Your goal ▸ Update the records below by replacing "For the benchmark" with "For the evaluation" wherever it occurs, leaving everything else unchanged. Leave the pictures out of your answer.

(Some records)
....

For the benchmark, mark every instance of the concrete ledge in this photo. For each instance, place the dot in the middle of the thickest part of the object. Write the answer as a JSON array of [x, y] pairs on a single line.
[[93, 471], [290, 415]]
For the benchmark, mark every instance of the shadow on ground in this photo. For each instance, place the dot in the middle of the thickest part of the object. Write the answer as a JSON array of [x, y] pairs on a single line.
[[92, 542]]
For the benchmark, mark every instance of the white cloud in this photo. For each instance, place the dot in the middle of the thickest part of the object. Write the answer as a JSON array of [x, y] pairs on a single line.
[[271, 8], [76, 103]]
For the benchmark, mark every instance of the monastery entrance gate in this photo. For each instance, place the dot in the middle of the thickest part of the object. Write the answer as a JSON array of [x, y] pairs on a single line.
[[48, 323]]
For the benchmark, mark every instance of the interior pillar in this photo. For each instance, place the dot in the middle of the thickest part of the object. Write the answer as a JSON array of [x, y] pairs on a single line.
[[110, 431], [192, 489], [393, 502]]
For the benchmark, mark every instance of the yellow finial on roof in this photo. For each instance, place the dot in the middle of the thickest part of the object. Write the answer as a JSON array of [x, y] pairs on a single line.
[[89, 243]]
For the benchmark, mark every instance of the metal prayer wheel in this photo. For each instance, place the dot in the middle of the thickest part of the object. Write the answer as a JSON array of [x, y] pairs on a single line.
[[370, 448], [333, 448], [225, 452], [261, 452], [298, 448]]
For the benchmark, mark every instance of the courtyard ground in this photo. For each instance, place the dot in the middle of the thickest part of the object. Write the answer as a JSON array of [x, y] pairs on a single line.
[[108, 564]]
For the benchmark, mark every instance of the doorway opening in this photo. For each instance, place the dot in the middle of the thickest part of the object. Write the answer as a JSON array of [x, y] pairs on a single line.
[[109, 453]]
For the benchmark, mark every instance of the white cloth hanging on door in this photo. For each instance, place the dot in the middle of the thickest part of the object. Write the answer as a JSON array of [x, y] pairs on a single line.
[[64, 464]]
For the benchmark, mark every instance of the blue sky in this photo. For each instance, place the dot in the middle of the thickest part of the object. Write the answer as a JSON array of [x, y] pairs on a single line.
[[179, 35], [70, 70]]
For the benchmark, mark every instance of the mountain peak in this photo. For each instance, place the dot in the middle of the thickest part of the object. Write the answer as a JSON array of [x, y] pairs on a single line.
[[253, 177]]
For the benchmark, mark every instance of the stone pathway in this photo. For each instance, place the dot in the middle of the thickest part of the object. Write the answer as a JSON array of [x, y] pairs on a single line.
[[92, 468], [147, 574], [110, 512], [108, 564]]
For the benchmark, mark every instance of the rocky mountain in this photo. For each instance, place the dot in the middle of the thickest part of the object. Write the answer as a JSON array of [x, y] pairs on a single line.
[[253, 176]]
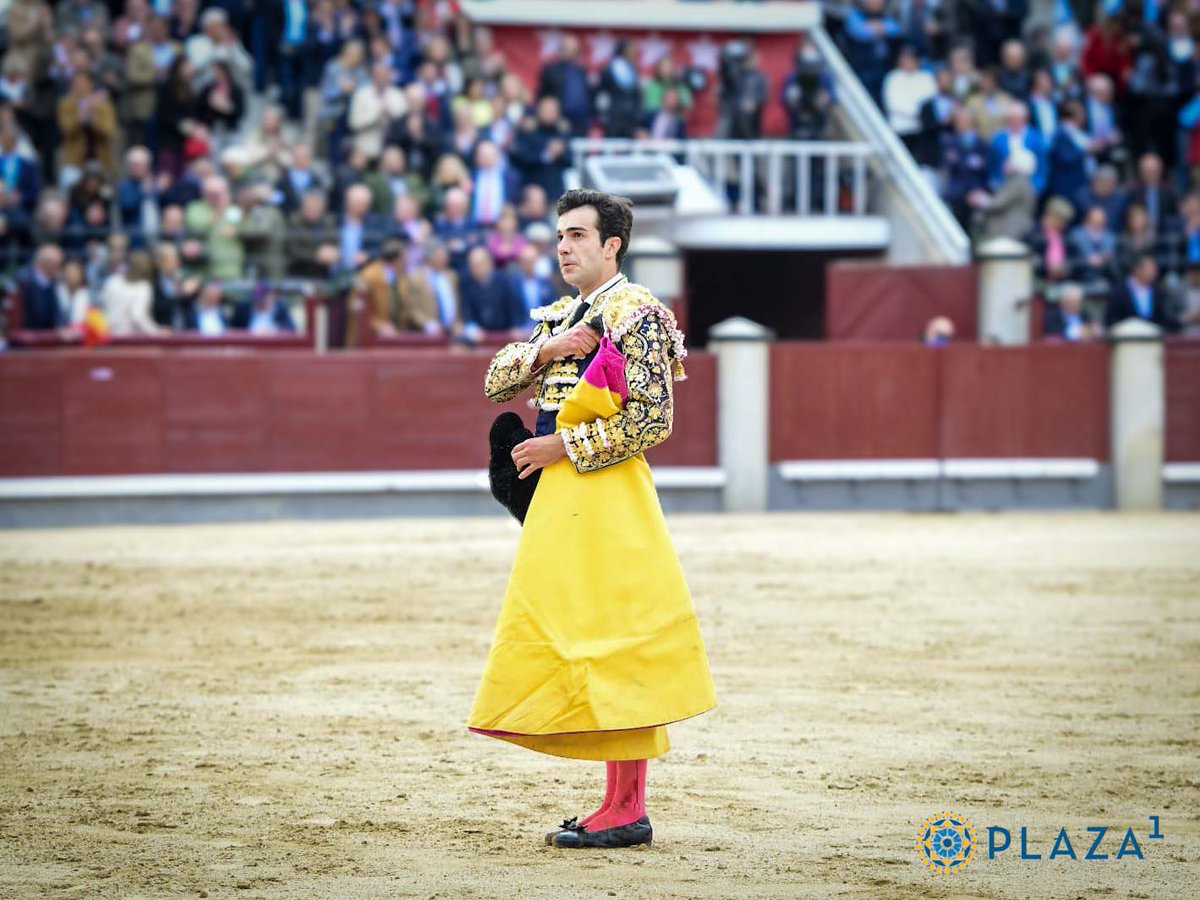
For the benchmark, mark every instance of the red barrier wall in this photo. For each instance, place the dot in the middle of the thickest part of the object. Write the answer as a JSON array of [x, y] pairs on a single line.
[[1182, 365], [132, 412], [880, 301], [852, 402], [892, 401]]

....

Expected answer ▸
For the evaluation, mark every instance of the concrete ledge in this photo. For each instance, place the dot in the middle of the thickest part of the object. Write the answer as a JSON array of [x, y] pairs on a single line.
[[93, 471], [290, 415]]
For the evaluation, mark every instance of the shadow on ground in this photo. For each instance, place the dot in the middle of the thickest part of the object. Write the answer as a JSON array of [x, y] pairs on a single line.
[[92, 542]]
For the evaluation, mark every instance of the white cloud in this photo. For each instance, place the dot in the middle of the thickest part of the object. Write the answer as a JSON array of [x, y] pairs on a single line.
[[271, 8], [76, 103]]
For the evaluation, mark every instance of the monastery entrance gate in this photo. For each instance, place the dot in the middle of the thickest part of the object. Write the answer as a JSON array of [x, y] pairs on a single line.
[[48, 323]]
For the evaluation, mark every instance of the interior pillar in this photo. For each instance, place the dot in the middle of the thickest part of the object. Write the answer as a JSON array of [x, y] pairs on a single line.
[[110, 431], [192, 489], [393, 502]]
For the evaluation, mark every instance of the yellow finial on roof in this photo. For each instance, place the dot in the middle of the thickest part of the object. Write the answer as a JSON array of [x, y] pairs on a single line.
[[89, 243]]
For the evaluation, mark every instance of the metal prayer wheel in this photo. For each instance, place the dot in the middle of the thickest part of the object. Write the answer as a JSON array of [x, y] pairs on a single line.
[[370, 448], [333, 448], [225, 452], [261, 452], [298, 448]]
For the evaluation, mark every instance of the courtyard ground in this photo. For each instance, place the dot in the middle of the thickest part of the object. Write the answer as a JSON array of [x, y] pairs on a single line.
[[108, 564]]
For the evaluation, mark every instance of the doorway opening in this photo. For each instance, place the dot in the middle of the thickest part of the object. Write the answer as a JSON array of [x, y] pairs on a single line.
[[109, 453]]
For the evaluation, mark every instance of the white cloth hanging on door in this photo. For each instance, place the dot in the middle of the thickest part of the object. Write the answer as a JSON array of [x, y] pairs on a single line.
[[64, 464]]
For the evaluation, mark every instance of the blue sky in this photo. For each instance, place the dot in the middle of the thickest part of the object. Write the answer as a JSON array of [x, y] pairs on a single line.
[[179, 35], [70, 70]]
For the evaluation, mark every instance of the mountain peak in this photo. For each instance, place the dot in the middle of the thickest part of the object. Write the answer as a JSON array of [x, y] pairs on a single line.
[[253, 177]]
For the evaluation, mark every instance of the stone pathway in this photo. For each instance, place the dot in the middle of the thickest part of the object. Write the answer as a JSON array of [x, y] pairs on a single line.
[[92, 468], [147, 574], [110, 512], [108, 564]]
For the evaluation, mark every instance of the rocky mountain in this photo. For each instance, place the dot in the middle of the thickest part of the object. Write the answer as a JSON array of [x, y] pairs on a single line.
[[253, 176]]
For the evaluation, mark every instance of the red barrier wall in this photo. For each instance, place the dot in the middle of the thickest part of the object. Write the answer as a JSON array of [x, y] pairs on a single line.
[[1182, 365], [132, 412], [880, 301], [852, 402], [892, 401]]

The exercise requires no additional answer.